— start of Selected extract —
That said, I think that if the owner runs the baler most of the time, bales at about 13-16 strokes per bale, then the MF is fine. If a guy wants to push things and have a maximum of like 11 strokes per bale, then you have to go with the NH. The NH is built like a tank, and has the most capacity of any baler in the feeder area, and will make bales all day being overfed.

Rodney


----------



## hay wilson in TX (Jan 28, 2009)

*the Inline will always produce a more consistent and uniform bale than a conventional. *
*That doesn't mean a conventional won't make a good bale it just takes a better windrow or a better operator*

This is true from my observations. 
I have always run a conventional, and like to be able to watch the bale drop off the bale turner. If you can detect the tie and you can see when the bale drops off, you have a good idea of how the bale length is doing.

*The MF 1839 has 100 strokes/minute at operating speed
The NH 5070 has 93 strokse/minute at operating speed*

I heard a NH factory man say to run the baler at the fastest strokes per minute in your owners manual. My old NH 315 says 83 strokes/min up to 90 strokes/min. 
His reason was the faster it is running the greater the momentum of the plunger when the knife is cutting the hay.
The 315 book says to bale a at 15 strokes/bale for a 38" bale length. We want each flake to be 2.5" to 3" wide, so for me I drop back a gear when the baler trips the tying system at 11 strokes and go up a gear at 18 strokes per bale.
The key to a uniform bale length is a 2" to 3" flake width. That way you the bale can vary no more than an inch or two.

The 5070 or it's new brother should be able to run at 100 strokes/minute. Thirteen strokes per bale is 7.7 bales a minute. or 462 bales an hour, with no lost time in baling. That is why turns cost. If you could bale a continious circle with no right angle turns that is ideal. If it is costing $200 an hour to run the baler then your baling cost will be $0.44/Bale plus the wire or string 462 bales/hr, 
Baling at 300 bales an hour, which is what I average with my old NH 315, the baling cost is $0.60 plus the string or wire.

This is why we should figure baling cost by so much an hour, not by the bale or the acre. In some odd shaped fields we may be down to 150 bales an hour. If your baling charge is $0.75/ a bale and your cost is $1.20/bale the baler is loosing money.

The mowers also cost by the hour. With odd shaped fields it takes more time to cut, rake, ted an odd shaped field with lots of turns and point rows.


----------



## CockrellHillFarms (Aug 30, 2011)

I know I've read a 1000x on here about counting ur strokes per bale. But here's my question......how are you doing that? When I'm running I'm watching the pickup, the accumulator, and where I'm going. I suppose I could have someone sit in the instructor seat and count for me for awhile but that wont work if I'm by myself. Now on most of my grass fields, we are only baling 1st cutting. So its a large-heavy windrow requiring a slow speed. But that's still a lot to pay attention to. I have to keep an eye on the holescher as time too time it has an issue. I would also be interested to hear if anyone has come up with a weight scale/system for square bales? I've been brain storming on how a guy could do it but I haven't come up with a good idea. The problem for me is how do you balance the scale or suspend it in the chute or the exit? There's not enough space. Prob a million dollar question! The only idea that I could think of was to put a scale system on the accumulator similar to a round baler scale. That way when you have your accumulator full, you could basically have a quick average over the 10 bales before it dumps.
— end of Selected extract —
Problems to solve
a) Extract every line of the records that contains the string "polygon", treating uppercase and lowercase letters as different.
b) Extend the forum thread on hay balers from the point where it stops.
— start of Stored records —
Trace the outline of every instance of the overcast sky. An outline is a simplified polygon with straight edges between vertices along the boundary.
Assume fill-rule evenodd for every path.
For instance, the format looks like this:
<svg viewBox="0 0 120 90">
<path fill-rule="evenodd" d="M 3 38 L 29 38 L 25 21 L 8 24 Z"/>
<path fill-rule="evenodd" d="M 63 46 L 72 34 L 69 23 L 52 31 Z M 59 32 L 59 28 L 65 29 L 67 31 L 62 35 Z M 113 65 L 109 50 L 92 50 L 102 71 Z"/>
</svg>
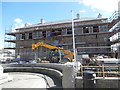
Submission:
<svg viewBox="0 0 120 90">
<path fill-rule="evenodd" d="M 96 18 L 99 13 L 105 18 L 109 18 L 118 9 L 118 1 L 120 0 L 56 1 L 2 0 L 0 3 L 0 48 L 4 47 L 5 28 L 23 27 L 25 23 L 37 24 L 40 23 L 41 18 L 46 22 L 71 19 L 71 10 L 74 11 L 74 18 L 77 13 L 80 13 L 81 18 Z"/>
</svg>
— end of Stored records —
— start of Stored records —
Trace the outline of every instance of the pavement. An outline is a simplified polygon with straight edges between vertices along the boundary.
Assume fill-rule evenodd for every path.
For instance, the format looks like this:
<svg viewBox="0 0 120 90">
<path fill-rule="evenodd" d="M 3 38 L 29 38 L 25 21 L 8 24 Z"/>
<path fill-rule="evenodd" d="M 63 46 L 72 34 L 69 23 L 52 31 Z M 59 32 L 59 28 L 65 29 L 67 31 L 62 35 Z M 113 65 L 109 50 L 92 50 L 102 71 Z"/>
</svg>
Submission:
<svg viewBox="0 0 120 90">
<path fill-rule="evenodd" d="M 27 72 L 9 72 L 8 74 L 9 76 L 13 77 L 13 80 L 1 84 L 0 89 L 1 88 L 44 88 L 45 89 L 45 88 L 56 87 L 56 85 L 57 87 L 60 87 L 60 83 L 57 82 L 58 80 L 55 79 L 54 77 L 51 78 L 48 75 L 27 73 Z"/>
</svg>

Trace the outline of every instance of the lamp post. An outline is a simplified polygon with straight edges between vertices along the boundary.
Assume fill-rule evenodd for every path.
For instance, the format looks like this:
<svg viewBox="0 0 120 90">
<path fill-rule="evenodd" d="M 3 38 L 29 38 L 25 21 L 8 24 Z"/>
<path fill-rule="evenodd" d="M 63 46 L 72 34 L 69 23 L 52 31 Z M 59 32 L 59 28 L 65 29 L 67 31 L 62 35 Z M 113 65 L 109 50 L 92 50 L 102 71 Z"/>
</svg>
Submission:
— end of Stored records —
Results by task
a)
Trace the outline of every instance of the overcast sky. An outline is a simplified polygon with straight edges between vertices along the boundary.
Trace the outline of every instance of the pavement. An outline is a simplified polygon with straight edges between vertices along the boundary.
Trace the outline of every instance of the lamp post. An outline is a simplified polygon with straight edges between vertices along the boundary.

b)
----------



## Teslan (Aug 20, 2011)

CockrellHillFarms said:


> I know I've read a 1000x on here about counting ur strokes per bale. But here's my question......how are you doing that? When I'm running I'm watching the pickup, the accumulator, and where I'm going. I suppose I could have someone sit in the instructor seat and count for me for awhile but that wont work if I'm by myself. Now on most of my grass fields, we are only baling 1st cutting. So its a large-heavy windrow requiring a slow speed. But that's still a lot to pay attention to. I have to keep an eye on the holescher as time too time it has an issue. I would also be interested to hear if anyone has come up with a weight scale/system for square bales? I've been brain storming on how a guy could do it but I haven't come up with a good idea. The problem for me is how do you balance the scale or suspend it in the chute or the exit? There's not enough space. Prob a million dollar question! The only idea that I could think of was to put a scale system on the accumulator similar to a round baler scale. That way when you have your accumulator full, you could basically have a quick average over the 10 bales before it dumps.


I would like to know how to count strokes also. Do you do it by sound? I can't hear the balers as I'm in a cab tractor.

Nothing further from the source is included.